• [WHAT YOU ARE ASKED TO DO]
Output every line of the entries below as a JSON list of strings, one string per line, with blank lines and pictures omitted.

• [RECORDS SHOWN]
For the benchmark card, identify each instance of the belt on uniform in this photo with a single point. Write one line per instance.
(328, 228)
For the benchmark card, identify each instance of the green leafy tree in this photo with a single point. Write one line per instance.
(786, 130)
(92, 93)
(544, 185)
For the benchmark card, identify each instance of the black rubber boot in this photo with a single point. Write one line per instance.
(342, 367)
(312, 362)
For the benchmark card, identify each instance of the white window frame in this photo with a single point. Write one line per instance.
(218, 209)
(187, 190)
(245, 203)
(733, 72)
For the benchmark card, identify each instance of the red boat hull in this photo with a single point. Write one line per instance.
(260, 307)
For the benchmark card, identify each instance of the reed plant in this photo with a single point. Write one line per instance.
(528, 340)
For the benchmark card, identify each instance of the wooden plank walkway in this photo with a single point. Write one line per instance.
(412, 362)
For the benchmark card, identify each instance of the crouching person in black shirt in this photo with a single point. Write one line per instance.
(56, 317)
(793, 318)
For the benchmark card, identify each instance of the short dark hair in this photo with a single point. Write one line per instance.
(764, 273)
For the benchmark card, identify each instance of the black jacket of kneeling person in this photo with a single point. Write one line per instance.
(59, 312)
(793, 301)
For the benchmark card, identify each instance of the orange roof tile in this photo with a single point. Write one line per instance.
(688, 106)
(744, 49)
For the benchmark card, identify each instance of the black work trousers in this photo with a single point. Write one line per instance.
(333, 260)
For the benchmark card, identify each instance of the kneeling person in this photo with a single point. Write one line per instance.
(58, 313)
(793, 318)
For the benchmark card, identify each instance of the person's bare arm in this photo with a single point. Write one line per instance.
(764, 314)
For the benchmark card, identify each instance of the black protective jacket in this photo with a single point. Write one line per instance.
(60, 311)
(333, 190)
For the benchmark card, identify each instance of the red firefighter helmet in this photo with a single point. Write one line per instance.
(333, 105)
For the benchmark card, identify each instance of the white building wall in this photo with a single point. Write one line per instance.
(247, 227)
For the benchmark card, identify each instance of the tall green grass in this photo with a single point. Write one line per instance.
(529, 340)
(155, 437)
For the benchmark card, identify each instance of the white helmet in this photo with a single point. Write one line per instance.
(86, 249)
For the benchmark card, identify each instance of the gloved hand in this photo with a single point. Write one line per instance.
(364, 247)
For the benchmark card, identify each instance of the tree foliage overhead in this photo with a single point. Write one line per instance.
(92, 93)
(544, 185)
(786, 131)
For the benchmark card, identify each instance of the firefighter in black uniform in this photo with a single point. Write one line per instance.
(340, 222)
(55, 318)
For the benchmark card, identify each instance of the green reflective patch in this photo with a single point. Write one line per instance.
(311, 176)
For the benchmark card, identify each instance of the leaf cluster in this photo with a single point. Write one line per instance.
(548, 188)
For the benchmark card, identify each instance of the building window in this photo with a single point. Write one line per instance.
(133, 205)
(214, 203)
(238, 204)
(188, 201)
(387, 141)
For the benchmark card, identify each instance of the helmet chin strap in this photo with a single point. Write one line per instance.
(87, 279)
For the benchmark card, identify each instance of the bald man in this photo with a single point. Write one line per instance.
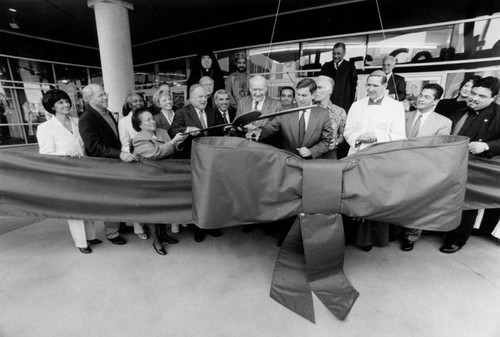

• [ANSWER TO THE TASK]
[
  "For the benchmark card, identify each instance of the belt on uniform in this photo with a single point. Write one line per instance.",
  "(328, 228)",
  "For the benchmark card, identify each instance of the green leafy tree in this photo with a single point. Write one line per instance.",
  "(786, 130)",
  "(92, 93)",
  "(544, 185)",
  "For the benchmark card, identify each instance of the black rubber boot in this photo with a single point. Write one line per instance.",
  "(342, 367)",
  "(312, 362)",
  "For the benchmark card, identify each instance of the white window frame in this photo with a single point. Write one line per instance.",
  "(218, 209)",
  "(187, 190)",
  "(245, 203)",
  "(733, 72)",
  "For the benchmark card, identify each instance of the red boat hull in this photo with a single point. Write one line per instance.",
  "(260, 307)",
  "For the benchmark card, identify each instance of the reed plant in this photo with a single point. Write one line per instance.",
  "(528, 340)",
  "For the benchmark card, identify each instance of the wooden plank walkway in this photo with a single point. Write one line per instance.",
  "(412, 362)",
  "For the benchmark card, identify each instance of the crouching person in black shirt in this photo with a single point. Write one line per instance.",
  "(56, 317)",
  "(793, 318)",
  "For the benchmark card, identify each instance of the short dark hair in this photo with a single point. Write one line per instance.",
  "(764, 273)",
  "For the benchmark card, identify each instance of the black jacket of kneeling person in this photo with a single point. Write one line per instance.",
  "(59, 312)",
  "(793, 301)",
  "For the benchmark card, identify each instance of the orange roof tile in this photo with a single point. Write one line per instance.",
  "(688, 106)",
  "(744, 49)",
  "For the benchmark card, identify each instance of the black work trousers in this photo with a single point. Write one line per instance.",
  "(333, 260)",
  "For the benchmark card, identify each instance of the kneeling person in this photo with a single point. Write one line per instance.",
  "(58, 313)",
  "(793, 318)",
  "For the benchmark card, identify each instance of the person's bare arm in this photo with a single point. Write one line per instance.",
  "(764, 314)",
  "For the benchmark card, identify each instance of the black protective jacket in this photo with a single point. Write one line per instance.",
  "(60, 311)",
  "(333, 190)",
  "For the benchmark card, identify each instance of the red firefighter helmet in this photo with a single point. Write one line per instance.",
  "(333, 105)",
  "For the benchmark card, identify each instance of the white building wall in this photo with a single point. Write one line per instance.",
  "(247, 227)",
  "For the benchmark card, identify each instance of the tall green grass in this photo with a single point. Write one line per instance.",
  "(529, 340)",
  "(155, 437)",
  "For the benchmark card, identify each instance of the white helmet in this photo with a single point. Write one line per instance.",
  "(86, 249)",
  "For the benchmark card, identify each instance of the gloved hand in this photo with a single point. Write one line per instance.",
  "(364, 247)",
  "For the benchmark card, identify each instance of the tree foliage overhead in this photo with a single point. Write one line per instance.",
  "(92, 93)",
  "(544, 185)",
  "(786, 131)",
  "For the benchmark card, identify each instance of the firefighter in black uniform in this photo with a single point. Write one line per instance.",
  "(340, 222)",
  "(55, 318)",
  "For the benchmark card, identify each instance of the green reflective patch in this photo with a single point. Write one line per instance.",
  "(311, 176)",
  "For the benchmark card, identify each instance of the leaf cluster in this photo with a single point. Write one line per instance.",
  "(548, 188)",
  "For the benchmark card, identify each instance of the building window in this photo with a single point. Write one line per instance.",
  "(133, 205)",
  "(214, 203)",
  "(238, 204)",
  "(188, 201)",
  "(387, 141)",
  "For the benchmark card, identify each instance of the helmet chin strap in this photo with a single point. Write one line per instance.",
  "(87, 279)",
  "For the benchmark card, identify each instance of the bald man in this photo with a single point. Write one line per instance."
]